═════ Given records
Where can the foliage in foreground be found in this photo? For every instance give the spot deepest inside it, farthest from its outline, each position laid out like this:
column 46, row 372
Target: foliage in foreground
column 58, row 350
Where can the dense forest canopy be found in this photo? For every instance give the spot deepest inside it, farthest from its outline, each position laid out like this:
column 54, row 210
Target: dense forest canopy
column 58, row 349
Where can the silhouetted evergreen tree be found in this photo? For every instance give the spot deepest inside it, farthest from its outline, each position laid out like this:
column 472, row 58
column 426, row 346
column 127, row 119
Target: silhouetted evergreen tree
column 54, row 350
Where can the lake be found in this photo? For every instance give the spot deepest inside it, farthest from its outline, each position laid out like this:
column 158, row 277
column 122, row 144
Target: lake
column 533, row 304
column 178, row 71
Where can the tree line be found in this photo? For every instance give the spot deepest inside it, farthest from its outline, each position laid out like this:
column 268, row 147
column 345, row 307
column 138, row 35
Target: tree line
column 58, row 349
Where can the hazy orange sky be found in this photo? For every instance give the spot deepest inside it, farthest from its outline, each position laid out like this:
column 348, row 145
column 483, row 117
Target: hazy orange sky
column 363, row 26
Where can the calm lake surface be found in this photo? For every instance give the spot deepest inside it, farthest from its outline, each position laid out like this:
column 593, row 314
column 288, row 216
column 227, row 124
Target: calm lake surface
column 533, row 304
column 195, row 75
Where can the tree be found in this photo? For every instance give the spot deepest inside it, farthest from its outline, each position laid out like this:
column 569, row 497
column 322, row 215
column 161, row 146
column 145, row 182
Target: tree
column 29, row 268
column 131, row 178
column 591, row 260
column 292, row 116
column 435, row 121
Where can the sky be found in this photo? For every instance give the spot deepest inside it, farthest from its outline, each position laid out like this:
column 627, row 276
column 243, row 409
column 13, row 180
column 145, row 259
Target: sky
══════════
Please convert all the records above into a numbered list with one line per item, leaving out any blank lines.

1. Where can the foliage in foreground be found in this photo? For every instance give the spot deepest inside it, farthest from its outline, each position laid out like this:
2. column 46, row 372
3. Target: foliage in foreground
4. column 58, row 350
5. Where can the dense forest canopy be found in this photo? For every instance give the spot deepest inside it, farthest from its outline, each position laid out like this:
6. column 54, row 210
7. Target: dense forest canopy
8. column 58, row 349
9. Where can the silhouetted evergreen tree be found in this photo? For every instance give the spot deepest inside it, farthest from its outline, each position laid out like this:
10. column 472, row 58
11. column 426, row 346
12. column 127, row 119
13. Target: silhouetted evergreen tree
14. column 54, row 350
15. Where can the lake be found in this photo? For every instance give the spot deepest inside it, farthest from its outline, each position laid out like this:
16. column 158, row 277
17. column 122, row 144
18. Target: lake
19. column 533, row 304
20. column 178, row 71
21. Where can the tree line be found in this photo? For every instance give the spot deepest inside it, farthest from its outline, each position laid out like this:
22. column 268, row 147
23. column 345, row 307
24. column 138, row 35
25. Target: tree line
26. column 58, row 349
27. Where can the hazy orange sky be found in this photo? For every instance give the spot deepest inside it, farthest from its outline, each position laid out like this:
28. column 348, row 145
29. column 483, row 117
30. Target: hazy orange sky
31. column 363, row 26
32. Where can the calm lake surface be found in this photo? For every instance give the spot deepest inside it, farthest from its outline, each position laid out like this:
33. column 593, row 314
34. column 288, row 216
35. column 227, row 124
36. Target: calm lake surface
37. column 533, row 304
38. column 195, row 75
39. Where can the tree be found in this photo? For every instance give the spot deepest inside it, farthest from its outline, each position laid out like this:
40. column 569, row 497
41. column 322, row 215
42. column 161, row 146
43. column 145, row 182
44. Target: tree
45. column 29, row 268
46. column 131, row 178
47. column 591, row 260
48. column 292, row 116
49. column 435, row 121
50. Where can the sky be found in this photo? For every instance give the spot deepest inside it, farthest from its outline, each position laid out like this:
51. column 627, row 276
52. column 243, row 409
53. column 13, row 180
54. column 145, row 259
55. Target: sky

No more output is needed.